MATERIAL SHOWN

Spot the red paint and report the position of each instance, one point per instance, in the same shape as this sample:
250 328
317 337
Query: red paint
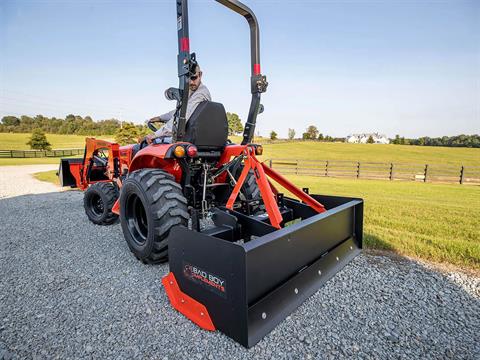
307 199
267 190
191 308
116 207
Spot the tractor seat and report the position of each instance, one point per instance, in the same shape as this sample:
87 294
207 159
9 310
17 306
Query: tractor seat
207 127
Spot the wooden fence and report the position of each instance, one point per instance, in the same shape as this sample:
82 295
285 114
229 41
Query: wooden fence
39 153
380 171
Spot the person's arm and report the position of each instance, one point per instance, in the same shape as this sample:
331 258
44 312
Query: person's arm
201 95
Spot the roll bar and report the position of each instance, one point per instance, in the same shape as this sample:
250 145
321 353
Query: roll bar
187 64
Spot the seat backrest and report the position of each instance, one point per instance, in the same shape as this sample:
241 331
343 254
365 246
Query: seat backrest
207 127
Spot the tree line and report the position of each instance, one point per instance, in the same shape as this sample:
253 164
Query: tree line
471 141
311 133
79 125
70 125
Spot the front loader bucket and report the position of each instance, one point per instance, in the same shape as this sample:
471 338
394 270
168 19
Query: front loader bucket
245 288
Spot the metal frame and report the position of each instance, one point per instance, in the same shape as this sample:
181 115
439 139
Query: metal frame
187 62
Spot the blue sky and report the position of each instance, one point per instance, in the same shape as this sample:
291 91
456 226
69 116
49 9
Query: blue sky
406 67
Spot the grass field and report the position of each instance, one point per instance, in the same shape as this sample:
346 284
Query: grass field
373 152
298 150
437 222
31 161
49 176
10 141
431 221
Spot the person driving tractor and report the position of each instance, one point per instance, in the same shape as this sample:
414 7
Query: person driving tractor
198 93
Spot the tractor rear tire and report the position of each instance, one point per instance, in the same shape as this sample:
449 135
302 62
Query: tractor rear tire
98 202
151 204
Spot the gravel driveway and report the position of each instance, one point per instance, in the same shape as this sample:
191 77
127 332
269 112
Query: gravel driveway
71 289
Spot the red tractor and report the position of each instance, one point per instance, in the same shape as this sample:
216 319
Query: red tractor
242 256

EXERCISE TASK
Send back the data above word for word, with the pictures left out.

RESULT FOR THIS TASK
Spot the red paint and report the position of each instance, one point per instance, in the same shape as this sample:
250 328
317 337
Query: red paint
307 199
267 190
191 308
116 207
Spot the tractor seat and report the position of each instance, one point per instance, in the same shape as this sample:
87 294
207 159
9 310
17 306
Query: tractor seat
207 127
Spot the wooden fence and report the position of each instance, one point per instance, in the same shape as this sample:
82 295
285 114
229 41
Query: wooden fence
39 153
380 171
Spot the person's arm and report the position of each instance, one point per instance, in the same shape as this sample:
331 258
44 312
Query: person's arm
201 95
Spot the roll bar and report the position of each instance, one point per instance, in the same shape as this sample:
250 145
321 353
Query: roll bar
187 64
Spot the seat backrest and report the position of each instance, one point per instance, in the same shape as this sample:
241 331
343 254
365 246
Query: seat backrest
207 127
Spot the tree line and report the position of each instance, one point per instance, in the same shape as this sample:
253 164
Query: tree line
471 141
311 133
79 125
70 125
Spot the front loader bucket and report the position of each instance, one point per instance, in the same shape as this sample:
471 338
394 270
168 19
Query: front loader bucket
245 288
Spot the metal frame and report the position of each instance, one point per instance, in the same shape as this sample:
181 115
439 139
Query: metal frame
187 62
Spot the blue sky and report the position of each instance, one point per instance, in the same shape as this sample:
291 91
456 226
69 116
49 9
Query: blue sky
406 67
Spot the grass field and report the position of each instance, one point per instance, in the same shape as this sample:
346 284
Query: grass field
373 152
298 150
437 222
31 161
49 176
10 141
431 221
Spot the person driving tractor and report the position of each instance, one point per instance, in the same shape as this sample:
414 7
Query: person driving tractor
198 93
Spot the tractor rear tire and report the position of each instance, one point per instance, in the same shape as this sample:
449 135
302 62
Query: tractor rear tire
98 202
151 204
Spot the gravel driveway and report the position of each instance, one point per instance, in the same shape as this sample:
191 77
127 332
269 112
Query: gravel driveway
71 289
Spot the red tractor and report the position of each instance, one point per instance, in the same shape as this sample:
216 319
Query: red tractor
242 256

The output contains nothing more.